EXERCISE: Collect every line of the records below that contains the string "cloud". Matching is case-sensitive, so uppercase and lowercase letters count as different.
-*-*-
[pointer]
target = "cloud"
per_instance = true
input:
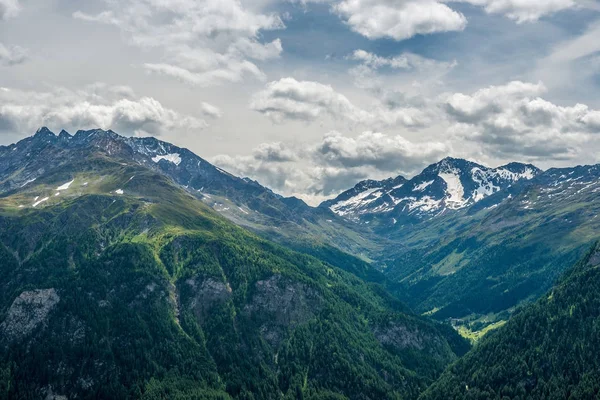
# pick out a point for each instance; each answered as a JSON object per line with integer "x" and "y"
{"x": 334, "y": 164}
{"x": 274, "y": 152}
{"x": 9, "y": 8}
{"x": 289, "y": 99}
{"x": 94, "y": 106}
{"x": 210, "y": 110}
{"x": 399, "y": 19}
{"x": 512, "y": 120}
{"x": 203, "y": 43}
{"x": 378, "y": 150}
{"x": 522, "y": 10}
{"x": 405, "y": 61}
{"x": 12, "y": 55}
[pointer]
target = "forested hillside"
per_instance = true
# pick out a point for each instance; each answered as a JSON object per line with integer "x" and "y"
{"x": 548, "y": 351}
{"x": 121, "y": 285}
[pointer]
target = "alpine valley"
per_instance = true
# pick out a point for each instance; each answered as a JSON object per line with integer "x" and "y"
{"x": 132, "y": 268}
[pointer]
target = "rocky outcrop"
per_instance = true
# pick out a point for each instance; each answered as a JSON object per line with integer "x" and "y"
{"x": 205, "y": 294}
{"x": 29, "y": 312}
{"x": 400, "y": 337}
{"x": 281, "y": 304}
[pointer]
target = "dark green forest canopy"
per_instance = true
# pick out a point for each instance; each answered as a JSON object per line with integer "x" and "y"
{"x": 549, "y": 350}
{"x": 150, "y": 294}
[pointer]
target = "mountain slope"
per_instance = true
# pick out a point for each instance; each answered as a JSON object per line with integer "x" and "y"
{"x": 548, "y": 351}
{"x": 505, "y": 249}
{"x": 246, "y": 202}
{"x": 449, "y": 185}
{"x": 123, "y": 285}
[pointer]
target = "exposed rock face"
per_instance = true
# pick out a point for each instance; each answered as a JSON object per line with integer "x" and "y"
{"x": 281, "y": 304}
{"x": 400, "y": 337}
{"x": 28, "y": 312}
{"x": 207, "y": 293}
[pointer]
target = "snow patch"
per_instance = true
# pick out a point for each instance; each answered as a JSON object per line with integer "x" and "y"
{"x": 422, "y": 186}
{"x": 37, "y": 203}
{"x": 65, "y": 186}
{"x": 361, "y": 199}
{"x": 455, "y": 191}
{"x": 173, "y": 157}
{"x": 28, "y": 182}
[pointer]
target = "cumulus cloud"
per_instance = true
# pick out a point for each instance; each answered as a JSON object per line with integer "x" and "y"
{"x": 513, "y": 120}
{"x": 405, "y": 61}
{"x": 289, "y": 99}
{"x": 378, "y": 150}
{"x": 92, "y": 107}
{"x": 12, "y": 55}
{"x": 9, "y": 8}
{"x": 399, "y": 19}
{"x": 523, "y": 10}
{"x": 334, "y": 164}
{"x": 210, "y": 110}
{"x": 206, "y": 42}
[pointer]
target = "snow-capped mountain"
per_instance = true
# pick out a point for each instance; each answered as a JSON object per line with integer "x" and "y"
{"x": 242, "y": 200}
{"x": 450, "y": 184}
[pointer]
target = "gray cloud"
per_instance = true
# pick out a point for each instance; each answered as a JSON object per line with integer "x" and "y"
{"x": 522, "y": 10}
{"x": 380, "y": 151}
{"x": 336, "y": 163}
{"x": 94, "y": 106}
{"x": 512, "y": 120}
{"x": 204, "y": 43}
{"x": 399, "y": 19}
{"x": 12, "y": 55}
{"x": 9, "y": 8}
{"x": 289, "y": 99}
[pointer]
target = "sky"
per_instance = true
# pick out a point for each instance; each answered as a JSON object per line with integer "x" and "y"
{"x": 311, "y": 96}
-*-*-
REPLY TO THE TASK:
target = "cloud"
target = "cumulus cloud"
target = "gray cloud"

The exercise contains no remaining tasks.